### What the task asks
Reproduce nothing but the lines from the one with "Can you spot the grass" down to the last line of the data below.

### Extracted material
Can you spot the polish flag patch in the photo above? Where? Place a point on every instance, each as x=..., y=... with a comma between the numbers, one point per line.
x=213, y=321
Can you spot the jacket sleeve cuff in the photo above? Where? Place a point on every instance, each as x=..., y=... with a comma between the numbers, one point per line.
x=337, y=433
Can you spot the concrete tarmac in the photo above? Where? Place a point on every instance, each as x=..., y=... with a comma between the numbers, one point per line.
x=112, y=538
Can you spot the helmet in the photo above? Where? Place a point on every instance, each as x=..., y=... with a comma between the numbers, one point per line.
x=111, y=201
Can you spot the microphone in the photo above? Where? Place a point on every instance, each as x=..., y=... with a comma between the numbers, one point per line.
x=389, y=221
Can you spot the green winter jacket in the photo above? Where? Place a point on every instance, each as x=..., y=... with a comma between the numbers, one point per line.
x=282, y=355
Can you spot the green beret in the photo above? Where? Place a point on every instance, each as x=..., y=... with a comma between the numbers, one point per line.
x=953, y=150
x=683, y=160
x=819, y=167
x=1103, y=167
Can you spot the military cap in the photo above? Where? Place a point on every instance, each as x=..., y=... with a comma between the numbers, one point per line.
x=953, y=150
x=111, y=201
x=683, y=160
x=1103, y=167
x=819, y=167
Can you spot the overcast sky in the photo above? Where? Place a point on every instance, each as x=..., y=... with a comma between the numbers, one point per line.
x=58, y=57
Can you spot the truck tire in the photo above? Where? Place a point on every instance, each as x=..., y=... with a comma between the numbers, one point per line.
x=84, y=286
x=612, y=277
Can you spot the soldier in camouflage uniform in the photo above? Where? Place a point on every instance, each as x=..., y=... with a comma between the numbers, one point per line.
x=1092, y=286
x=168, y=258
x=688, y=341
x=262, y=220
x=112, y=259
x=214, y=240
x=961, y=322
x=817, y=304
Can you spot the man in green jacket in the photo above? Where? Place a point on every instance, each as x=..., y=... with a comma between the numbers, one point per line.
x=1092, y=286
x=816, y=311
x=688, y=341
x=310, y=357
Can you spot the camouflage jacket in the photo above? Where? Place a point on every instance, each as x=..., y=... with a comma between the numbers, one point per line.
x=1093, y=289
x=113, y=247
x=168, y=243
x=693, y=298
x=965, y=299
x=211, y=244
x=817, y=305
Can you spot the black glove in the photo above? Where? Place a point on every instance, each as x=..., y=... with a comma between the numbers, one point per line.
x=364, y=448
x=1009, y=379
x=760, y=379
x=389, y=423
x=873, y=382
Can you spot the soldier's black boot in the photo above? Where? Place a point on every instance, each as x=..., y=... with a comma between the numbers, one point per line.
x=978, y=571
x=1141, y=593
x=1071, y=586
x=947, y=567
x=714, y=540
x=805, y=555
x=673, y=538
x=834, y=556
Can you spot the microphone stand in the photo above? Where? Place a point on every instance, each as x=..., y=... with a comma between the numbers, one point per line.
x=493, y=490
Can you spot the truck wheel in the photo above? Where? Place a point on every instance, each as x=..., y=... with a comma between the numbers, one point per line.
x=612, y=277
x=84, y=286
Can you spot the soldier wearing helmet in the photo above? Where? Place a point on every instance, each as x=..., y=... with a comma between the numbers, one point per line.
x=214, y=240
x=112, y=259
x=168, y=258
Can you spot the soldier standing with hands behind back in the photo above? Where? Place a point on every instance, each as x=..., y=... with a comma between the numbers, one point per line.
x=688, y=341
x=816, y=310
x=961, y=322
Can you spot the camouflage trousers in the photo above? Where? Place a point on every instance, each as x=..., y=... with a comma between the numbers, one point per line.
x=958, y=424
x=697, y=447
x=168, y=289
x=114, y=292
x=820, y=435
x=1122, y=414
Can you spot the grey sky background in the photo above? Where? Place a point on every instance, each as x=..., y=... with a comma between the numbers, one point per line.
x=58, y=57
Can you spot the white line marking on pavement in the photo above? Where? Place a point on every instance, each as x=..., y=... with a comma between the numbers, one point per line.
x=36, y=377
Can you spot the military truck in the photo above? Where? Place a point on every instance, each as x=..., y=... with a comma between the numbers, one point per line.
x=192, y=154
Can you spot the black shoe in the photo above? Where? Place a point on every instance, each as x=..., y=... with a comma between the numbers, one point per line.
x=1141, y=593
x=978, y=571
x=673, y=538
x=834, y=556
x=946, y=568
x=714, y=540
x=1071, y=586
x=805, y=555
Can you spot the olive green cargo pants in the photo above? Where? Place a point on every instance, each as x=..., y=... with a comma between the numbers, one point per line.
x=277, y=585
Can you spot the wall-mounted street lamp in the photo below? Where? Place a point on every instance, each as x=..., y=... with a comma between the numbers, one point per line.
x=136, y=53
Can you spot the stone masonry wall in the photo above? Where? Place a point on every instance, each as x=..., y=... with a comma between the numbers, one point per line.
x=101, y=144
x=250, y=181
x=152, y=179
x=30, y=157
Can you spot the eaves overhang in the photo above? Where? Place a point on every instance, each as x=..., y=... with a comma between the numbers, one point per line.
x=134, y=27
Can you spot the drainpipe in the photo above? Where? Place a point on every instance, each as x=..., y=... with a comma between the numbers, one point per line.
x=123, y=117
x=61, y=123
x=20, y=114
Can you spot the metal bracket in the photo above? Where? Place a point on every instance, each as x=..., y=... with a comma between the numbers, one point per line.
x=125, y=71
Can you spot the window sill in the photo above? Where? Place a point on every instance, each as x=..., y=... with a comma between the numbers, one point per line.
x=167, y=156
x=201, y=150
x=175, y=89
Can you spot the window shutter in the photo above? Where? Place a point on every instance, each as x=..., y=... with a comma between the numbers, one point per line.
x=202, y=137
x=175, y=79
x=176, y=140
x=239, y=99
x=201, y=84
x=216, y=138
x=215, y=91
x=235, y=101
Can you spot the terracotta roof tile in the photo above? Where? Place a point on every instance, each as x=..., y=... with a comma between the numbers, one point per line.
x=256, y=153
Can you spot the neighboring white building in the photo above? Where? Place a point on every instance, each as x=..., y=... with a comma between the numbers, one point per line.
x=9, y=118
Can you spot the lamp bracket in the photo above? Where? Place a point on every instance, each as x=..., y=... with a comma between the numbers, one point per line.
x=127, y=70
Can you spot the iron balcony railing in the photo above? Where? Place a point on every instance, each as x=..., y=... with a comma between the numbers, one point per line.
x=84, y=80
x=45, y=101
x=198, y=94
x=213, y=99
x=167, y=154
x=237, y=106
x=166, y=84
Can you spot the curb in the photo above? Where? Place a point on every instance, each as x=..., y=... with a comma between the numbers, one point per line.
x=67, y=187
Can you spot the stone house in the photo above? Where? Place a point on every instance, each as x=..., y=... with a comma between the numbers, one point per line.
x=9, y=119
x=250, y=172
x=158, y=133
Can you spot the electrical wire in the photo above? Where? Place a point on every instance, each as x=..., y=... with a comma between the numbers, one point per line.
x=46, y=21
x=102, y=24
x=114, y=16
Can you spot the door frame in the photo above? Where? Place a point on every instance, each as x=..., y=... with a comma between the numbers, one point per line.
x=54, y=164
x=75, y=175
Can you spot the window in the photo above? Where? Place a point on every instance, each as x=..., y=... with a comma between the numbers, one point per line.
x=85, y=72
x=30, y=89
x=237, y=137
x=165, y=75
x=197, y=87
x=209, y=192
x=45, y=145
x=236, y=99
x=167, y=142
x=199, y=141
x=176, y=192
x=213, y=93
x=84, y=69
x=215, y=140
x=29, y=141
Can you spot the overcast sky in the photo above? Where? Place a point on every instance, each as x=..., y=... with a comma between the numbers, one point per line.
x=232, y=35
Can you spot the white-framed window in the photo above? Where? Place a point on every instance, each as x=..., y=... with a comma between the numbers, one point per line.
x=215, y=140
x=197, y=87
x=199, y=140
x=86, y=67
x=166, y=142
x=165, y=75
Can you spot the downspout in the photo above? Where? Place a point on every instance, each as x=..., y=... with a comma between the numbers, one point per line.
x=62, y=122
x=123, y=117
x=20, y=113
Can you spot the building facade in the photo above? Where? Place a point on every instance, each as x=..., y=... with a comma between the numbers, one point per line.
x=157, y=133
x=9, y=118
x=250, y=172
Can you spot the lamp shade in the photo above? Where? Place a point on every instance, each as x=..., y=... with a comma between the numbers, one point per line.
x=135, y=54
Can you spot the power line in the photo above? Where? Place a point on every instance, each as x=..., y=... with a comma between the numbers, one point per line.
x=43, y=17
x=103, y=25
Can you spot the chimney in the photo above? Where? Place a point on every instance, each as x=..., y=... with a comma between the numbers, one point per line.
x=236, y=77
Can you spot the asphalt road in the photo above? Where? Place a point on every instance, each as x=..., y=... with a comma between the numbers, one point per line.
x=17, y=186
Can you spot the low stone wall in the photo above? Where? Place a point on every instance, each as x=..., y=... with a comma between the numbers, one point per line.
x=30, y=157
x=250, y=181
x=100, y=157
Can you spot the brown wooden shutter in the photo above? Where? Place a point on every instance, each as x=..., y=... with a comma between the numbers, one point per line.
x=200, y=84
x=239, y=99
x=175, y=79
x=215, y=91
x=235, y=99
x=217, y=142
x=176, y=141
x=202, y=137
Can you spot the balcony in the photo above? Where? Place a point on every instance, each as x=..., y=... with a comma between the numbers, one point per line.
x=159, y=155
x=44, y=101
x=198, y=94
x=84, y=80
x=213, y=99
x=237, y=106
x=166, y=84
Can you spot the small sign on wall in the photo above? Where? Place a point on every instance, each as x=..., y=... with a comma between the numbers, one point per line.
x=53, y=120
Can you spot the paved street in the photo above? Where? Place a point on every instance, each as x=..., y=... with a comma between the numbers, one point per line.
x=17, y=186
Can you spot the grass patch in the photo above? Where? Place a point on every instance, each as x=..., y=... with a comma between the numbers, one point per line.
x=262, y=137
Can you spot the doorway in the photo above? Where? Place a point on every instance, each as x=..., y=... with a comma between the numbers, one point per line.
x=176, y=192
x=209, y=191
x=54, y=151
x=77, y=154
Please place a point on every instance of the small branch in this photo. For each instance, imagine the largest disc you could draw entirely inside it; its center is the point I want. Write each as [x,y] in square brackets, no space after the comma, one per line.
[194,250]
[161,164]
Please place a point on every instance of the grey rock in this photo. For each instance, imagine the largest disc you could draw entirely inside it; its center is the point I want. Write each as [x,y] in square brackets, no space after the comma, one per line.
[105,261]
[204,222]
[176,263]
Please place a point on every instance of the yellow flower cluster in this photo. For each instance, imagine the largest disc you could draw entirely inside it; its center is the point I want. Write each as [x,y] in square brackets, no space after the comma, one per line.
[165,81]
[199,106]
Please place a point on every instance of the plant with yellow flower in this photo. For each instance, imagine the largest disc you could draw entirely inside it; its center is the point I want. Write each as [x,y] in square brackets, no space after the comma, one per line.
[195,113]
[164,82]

### Task result
Can you spot the grass patch in the photo above? Where? Place a point on every instance, each as x=..., y=... with a comma between the numbers, one point per line.
x=262, y=137
Can you spot the doorway in the photo above? Where? Place a point on every instance, each as x=..., y=... with a comma between the numbers, one point per line.
x=176, y=192
x=209, y=191
x=54, y=151
x=77, y=154
Please place a point on every instance of the small branch in this photo. For each instance, imagine the largest disc you could draw entirely inside it; its center is the point I want. Write each as [x,y] in square brackets, no space after the comma, one per line.
[194,250]
[161,164]
Please place a point on every instance of the grey rock in this photo. For each instance, imagine the largest disc you could draw entirely inside it; its center is the point I want. Write each as [x,y] in square brackets, no space after the comma, one per line.
[105,261]
[204,222]
[176,263]
Please place a point on every instance of the yellow flower cluster in this photo. For each instance, imagine the largest disc you could draw entirely inside it; its center is the point I want. Write each as [x,y] in square brackets, no space after the comma, one per line.
[165,81]
[199,106]
Please place a point on every instance of the plant with yellow flower in this photo. For each instance, imagine the largest disc you could draw entirely inside it; its center is the point I want. Write each as [x,y] in square brackets, no space after the comma, one per line.
[195,113]
[164,82]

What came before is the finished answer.